** TEXTO DE LECTURA **
========
Lo necesario no es que haya endeudamiento sino que éste se financie de modo solidario y sostenible y no como un simple negocio especulativo o al servicio de los intereses de una minoría. También es verdad que la deuda no puede crecer indefinidamente pero eso tampoco significa que no se pueda mantener permanentemente. Lo importante no es tanto el montante de la deuda como la contribución que efectivamente realiza a crear más ingresos, más riqueza y más bienestar. Mientras lo haga, no deberá ser demasiado problema mantenerla y eso significa que lo que verdaderamente es malo de nuestras economías no es que haya mucho deuda sino que está asociada a la alimentación de actividades especulativas y al negocio privado, es decir, que no crea ingresos para ir sufragándola porque lo genera insuficientemente y porque los que genera están muy mal repartidos.
En realidad, la deuda pública debería entenderse como el pago que las generaciones futuras hacen de los bienes o servicios producidos anteriormente pero que ellas van a disfrutar en su momento. Y por eso, cuando se obliga a naciones que no son ricas a prescindir de la deuda se les está obligando a renunciar a la disposición de bienes y servicios de capital que requieren varias generaciones para financiarse y disfrutarse.
Igual que una familia normal no podría financiarse una vivienda al contado, el capital social que necesitan las sociedades necesita endeudamiento. Por eso, eliminar el derecho de las naciones más pobres a endeudarse de modo racional y sostenible es condenarlas empobrecerse quizá para siempre. Lo necesario, por tanto, no es que haya endeudamiento sino que éste se financie de modo solidario y sostenible y no como un simple negocio especulativo o al servicio de los intereses de una minoría exigua de la población.
========
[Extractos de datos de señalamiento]
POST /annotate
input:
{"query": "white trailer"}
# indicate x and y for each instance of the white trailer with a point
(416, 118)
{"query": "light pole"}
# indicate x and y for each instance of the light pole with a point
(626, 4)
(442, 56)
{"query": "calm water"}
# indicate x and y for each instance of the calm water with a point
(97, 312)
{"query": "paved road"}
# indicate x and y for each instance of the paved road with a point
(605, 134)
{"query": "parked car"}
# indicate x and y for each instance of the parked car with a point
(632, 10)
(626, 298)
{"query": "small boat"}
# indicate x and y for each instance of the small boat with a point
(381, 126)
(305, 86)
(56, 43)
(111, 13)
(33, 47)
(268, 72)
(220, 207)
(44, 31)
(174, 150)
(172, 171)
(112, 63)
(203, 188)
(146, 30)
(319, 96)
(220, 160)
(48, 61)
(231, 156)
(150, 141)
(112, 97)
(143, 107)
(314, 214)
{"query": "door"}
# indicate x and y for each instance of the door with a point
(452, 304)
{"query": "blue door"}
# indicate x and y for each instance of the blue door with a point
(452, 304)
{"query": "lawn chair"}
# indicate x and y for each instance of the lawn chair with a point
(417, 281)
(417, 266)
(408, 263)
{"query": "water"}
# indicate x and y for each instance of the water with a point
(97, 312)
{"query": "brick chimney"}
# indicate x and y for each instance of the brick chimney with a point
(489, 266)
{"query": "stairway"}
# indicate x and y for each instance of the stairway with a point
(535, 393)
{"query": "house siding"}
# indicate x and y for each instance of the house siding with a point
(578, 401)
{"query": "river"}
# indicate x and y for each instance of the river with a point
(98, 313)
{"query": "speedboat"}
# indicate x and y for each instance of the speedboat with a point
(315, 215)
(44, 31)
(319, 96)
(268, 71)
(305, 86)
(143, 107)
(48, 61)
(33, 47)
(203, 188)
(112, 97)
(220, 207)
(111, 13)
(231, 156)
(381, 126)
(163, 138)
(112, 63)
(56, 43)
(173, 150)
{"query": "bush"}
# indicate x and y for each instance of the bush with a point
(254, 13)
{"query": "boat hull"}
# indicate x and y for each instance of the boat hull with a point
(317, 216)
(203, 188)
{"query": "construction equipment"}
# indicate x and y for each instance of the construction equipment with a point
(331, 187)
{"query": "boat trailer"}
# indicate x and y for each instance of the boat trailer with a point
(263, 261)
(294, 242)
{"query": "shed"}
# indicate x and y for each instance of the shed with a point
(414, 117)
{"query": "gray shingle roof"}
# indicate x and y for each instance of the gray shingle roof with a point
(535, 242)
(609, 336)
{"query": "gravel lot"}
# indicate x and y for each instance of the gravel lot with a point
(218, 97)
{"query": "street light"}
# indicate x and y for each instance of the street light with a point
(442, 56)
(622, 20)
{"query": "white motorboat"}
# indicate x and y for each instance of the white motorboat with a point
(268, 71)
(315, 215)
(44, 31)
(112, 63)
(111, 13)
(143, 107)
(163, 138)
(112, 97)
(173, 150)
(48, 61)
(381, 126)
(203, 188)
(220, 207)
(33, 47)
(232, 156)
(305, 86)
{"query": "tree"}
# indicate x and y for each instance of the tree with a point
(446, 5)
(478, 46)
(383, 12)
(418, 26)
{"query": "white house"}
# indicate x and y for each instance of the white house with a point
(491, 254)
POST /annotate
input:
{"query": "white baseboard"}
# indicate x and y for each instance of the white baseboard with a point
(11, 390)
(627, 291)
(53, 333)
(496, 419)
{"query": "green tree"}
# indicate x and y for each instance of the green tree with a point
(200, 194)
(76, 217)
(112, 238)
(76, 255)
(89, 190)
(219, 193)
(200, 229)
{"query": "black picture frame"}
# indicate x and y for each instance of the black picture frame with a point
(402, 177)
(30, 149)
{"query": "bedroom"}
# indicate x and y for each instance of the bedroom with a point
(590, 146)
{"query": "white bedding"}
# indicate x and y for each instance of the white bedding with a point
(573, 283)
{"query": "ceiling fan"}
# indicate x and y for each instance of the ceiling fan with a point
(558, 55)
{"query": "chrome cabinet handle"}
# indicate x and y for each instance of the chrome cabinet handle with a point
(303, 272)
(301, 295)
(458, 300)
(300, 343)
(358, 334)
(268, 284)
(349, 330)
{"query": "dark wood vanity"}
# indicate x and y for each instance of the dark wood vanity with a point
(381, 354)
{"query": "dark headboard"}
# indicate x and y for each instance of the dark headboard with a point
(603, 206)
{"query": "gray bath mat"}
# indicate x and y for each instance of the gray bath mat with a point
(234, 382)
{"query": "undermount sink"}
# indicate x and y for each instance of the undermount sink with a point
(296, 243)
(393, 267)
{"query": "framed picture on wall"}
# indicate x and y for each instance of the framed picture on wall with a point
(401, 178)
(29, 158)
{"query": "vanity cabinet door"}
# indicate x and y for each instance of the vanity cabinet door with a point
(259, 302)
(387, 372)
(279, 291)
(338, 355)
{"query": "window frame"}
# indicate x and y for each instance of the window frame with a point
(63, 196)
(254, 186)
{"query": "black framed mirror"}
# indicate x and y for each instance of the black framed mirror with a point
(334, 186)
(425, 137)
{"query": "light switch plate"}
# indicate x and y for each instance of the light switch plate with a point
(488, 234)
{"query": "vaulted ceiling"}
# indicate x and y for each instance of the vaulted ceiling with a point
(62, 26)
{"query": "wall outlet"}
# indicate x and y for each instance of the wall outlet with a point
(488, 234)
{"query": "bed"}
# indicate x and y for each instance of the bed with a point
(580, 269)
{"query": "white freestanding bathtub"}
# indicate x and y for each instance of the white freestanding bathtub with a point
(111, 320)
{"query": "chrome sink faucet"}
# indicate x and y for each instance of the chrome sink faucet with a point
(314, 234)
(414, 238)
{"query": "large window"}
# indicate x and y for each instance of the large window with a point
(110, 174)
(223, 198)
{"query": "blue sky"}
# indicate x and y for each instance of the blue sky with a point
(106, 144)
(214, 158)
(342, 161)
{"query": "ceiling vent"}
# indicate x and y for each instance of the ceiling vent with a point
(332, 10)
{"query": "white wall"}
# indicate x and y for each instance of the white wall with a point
========
** CONSIGNA ESCRITA **
Copia al pie de la letra el fragmento del texto sobre la deuda pública que empieza en "En realidad, la" y termina en "financiarse y disfrutarse.". Los ítems son un material aparte, independiente del texto.

** SOLUCIÓN COMPLETA **
En realidad, la deuda pública debería entenderse como el pago que las generaciones futuras hacen de los bienes o servicios producidos anteriormente pero que ellas van a disfrutar en su momento. Y por eso, cuando se obliga a naciones que no son ricas a prescindir de la deuda se les está obligando a renunciar a la disposición de bienes y servicios de capital que requieren varias generaciones para financiarse y disfrutarse.